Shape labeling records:
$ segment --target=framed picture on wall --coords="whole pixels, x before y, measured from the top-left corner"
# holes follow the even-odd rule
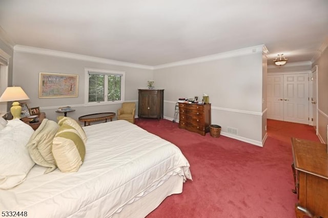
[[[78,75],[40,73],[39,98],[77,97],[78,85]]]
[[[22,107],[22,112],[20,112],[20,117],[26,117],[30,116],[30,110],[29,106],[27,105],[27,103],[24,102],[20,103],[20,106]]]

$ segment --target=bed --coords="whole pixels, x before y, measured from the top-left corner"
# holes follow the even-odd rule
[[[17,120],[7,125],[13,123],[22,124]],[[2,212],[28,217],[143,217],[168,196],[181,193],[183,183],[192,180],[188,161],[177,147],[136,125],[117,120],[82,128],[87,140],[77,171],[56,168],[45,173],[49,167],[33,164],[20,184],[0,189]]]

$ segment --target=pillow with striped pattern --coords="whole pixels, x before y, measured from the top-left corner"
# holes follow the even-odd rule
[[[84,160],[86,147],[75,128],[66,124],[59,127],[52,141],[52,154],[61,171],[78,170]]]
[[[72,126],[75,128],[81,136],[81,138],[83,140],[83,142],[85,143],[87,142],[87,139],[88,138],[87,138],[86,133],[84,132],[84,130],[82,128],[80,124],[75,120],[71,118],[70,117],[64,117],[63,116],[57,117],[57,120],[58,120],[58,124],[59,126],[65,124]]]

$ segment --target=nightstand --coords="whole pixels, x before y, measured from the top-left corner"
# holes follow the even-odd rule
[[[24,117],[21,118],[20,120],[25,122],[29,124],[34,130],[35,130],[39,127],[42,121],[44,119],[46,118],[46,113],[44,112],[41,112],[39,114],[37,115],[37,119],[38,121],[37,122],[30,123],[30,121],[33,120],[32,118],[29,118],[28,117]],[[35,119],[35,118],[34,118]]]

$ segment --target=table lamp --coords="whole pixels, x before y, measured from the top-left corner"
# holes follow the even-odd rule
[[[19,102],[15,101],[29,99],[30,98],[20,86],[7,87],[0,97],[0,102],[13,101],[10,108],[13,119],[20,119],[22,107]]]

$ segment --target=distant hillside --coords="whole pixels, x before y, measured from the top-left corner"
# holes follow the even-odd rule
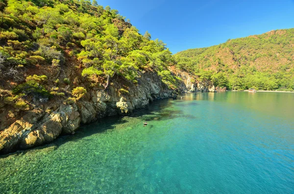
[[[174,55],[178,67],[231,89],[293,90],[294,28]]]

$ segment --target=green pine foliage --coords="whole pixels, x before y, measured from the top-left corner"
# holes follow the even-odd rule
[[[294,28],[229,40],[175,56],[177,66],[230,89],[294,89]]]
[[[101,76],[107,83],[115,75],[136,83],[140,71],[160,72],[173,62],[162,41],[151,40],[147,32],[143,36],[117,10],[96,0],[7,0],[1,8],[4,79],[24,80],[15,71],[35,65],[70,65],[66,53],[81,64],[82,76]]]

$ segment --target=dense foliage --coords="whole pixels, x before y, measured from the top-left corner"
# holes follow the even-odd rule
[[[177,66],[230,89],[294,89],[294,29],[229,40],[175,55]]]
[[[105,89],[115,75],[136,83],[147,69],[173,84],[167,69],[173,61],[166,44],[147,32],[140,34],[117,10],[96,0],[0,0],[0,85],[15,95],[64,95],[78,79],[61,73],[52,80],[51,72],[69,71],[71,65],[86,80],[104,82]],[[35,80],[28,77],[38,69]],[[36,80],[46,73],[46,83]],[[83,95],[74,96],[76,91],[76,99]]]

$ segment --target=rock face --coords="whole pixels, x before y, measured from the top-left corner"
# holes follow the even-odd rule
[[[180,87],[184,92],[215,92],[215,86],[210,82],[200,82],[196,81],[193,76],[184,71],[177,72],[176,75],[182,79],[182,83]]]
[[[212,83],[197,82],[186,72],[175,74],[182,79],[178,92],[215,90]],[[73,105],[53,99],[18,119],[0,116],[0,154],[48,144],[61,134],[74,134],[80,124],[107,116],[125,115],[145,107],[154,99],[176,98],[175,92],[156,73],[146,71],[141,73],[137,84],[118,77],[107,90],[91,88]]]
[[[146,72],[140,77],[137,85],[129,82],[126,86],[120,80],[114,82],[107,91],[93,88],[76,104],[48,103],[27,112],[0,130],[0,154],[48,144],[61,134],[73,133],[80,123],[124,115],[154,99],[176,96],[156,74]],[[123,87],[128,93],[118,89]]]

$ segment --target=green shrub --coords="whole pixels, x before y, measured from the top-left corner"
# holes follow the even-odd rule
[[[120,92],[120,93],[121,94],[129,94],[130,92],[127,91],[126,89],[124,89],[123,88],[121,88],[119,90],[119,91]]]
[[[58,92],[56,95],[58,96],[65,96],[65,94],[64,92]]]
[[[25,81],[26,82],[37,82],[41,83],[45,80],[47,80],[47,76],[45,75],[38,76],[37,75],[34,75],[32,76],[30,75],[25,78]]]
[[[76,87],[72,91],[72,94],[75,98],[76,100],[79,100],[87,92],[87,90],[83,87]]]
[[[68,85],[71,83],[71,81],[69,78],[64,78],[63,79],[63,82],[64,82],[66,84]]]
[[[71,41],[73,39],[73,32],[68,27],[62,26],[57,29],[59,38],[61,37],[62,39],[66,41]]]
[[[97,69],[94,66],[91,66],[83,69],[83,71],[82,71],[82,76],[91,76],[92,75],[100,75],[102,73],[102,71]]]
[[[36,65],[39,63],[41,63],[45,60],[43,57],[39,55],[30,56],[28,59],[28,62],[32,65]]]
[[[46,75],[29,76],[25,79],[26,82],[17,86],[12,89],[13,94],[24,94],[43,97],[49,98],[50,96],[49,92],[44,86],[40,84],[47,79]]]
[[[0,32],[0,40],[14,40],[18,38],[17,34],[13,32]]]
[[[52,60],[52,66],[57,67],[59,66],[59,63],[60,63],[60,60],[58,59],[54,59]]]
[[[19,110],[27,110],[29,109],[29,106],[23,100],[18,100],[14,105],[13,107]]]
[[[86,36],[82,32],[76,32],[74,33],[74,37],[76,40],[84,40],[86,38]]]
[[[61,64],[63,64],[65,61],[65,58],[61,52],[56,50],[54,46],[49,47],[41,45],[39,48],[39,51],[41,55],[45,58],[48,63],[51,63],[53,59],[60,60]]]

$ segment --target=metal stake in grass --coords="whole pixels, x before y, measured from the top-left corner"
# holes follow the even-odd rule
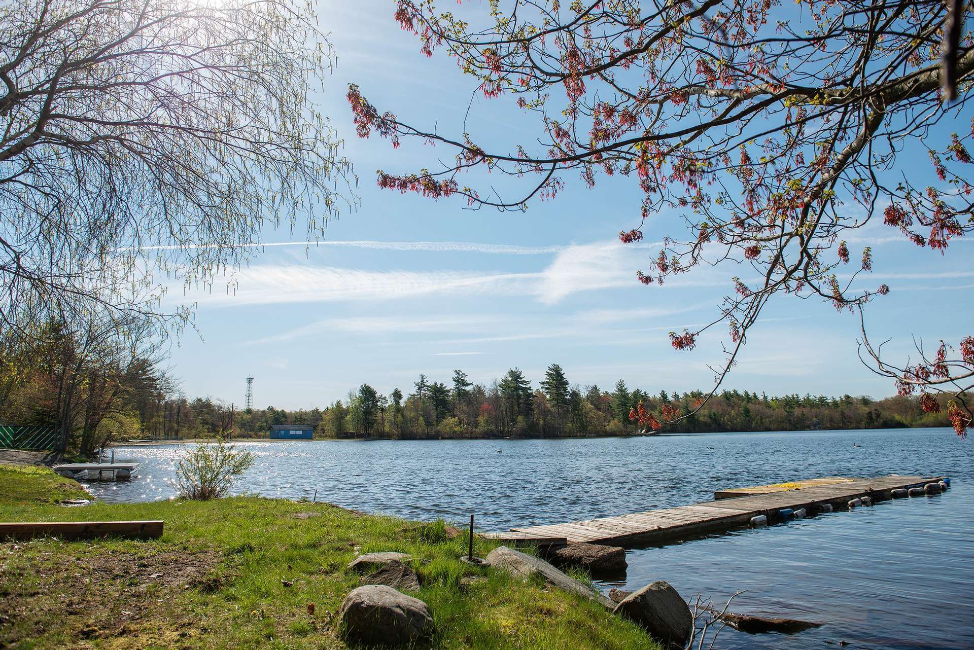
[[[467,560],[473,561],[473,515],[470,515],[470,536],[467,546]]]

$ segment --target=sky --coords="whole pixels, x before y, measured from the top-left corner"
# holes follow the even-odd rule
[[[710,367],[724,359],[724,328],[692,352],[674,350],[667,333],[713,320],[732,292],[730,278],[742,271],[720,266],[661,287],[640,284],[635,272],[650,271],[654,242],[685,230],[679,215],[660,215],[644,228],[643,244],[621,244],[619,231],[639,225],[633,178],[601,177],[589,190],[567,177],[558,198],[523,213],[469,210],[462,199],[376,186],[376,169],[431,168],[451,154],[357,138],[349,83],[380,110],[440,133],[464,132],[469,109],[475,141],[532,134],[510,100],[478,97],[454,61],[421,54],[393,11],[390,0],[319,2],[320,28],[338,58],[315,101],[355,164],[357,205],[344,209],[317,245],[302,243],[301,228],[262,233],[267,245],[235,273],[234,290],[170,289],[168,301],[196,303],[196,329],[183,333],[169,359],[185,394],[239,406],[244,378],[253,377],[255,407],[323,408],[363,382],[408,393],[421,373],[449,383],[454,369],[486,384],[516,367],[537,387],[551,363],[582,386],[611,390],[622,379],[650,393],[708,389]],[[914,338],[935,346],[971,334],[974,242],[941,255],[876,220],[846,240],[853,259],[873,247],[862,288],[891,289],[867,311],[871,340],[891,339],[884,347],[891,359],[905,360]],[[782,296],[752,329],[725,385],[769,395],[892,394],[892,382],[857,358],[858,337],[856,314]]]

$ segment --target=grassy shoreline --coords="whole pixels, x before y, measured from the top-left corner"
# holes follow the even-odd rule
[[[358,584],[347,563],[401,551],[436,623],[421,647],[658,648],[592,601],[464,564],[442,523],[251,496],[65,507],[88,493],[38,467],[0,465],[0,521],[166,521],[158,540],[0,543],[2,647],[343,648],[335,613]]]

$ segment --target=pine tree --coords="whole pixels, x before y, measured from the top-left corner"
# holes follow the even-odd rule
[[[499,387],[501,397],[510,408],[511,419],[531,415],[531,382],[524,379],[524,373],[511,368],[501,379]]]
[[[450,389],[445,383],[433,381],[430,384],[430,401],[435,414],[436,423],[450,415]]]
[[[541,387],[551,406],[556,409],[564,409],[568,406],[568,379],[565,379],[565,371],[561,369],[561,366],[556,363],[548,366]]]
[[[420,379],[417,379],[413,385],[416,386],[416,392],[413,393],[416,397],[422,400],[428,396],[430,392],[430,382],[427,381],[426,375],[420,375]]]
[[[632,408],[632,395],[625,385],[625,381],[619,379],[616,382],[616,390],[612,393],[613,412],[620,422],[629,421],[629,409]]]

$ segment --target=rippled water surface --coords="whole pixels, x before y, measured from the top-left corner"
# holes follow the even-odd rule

* **Stated goal**: Format the lines of the listing from the line containing "segment --target=green shrub" through the line containing "[[[58,92],[56,95],[58,96],[65,96],[65,94],[64,92]]]", inclusive, as a JSON list of strings with one string per line, leaving out any blank lines.

* **Solution for this task**:
[
  "$ segment --target=green shrub --coords=\"whole pixels, x before y, measured from the top-left corner\"",
  "# holes follow the even-odd rule",
  "[[[120,92],[120,93],[121,94],[129,94],[130,92],[127,91],[126,89],[124,89],[123,88],[121,88],[119,90],[119,91]]]",
  "[[[58,92],[56,95],[58,96],[65,96],[65,94],[64,92]]]"
]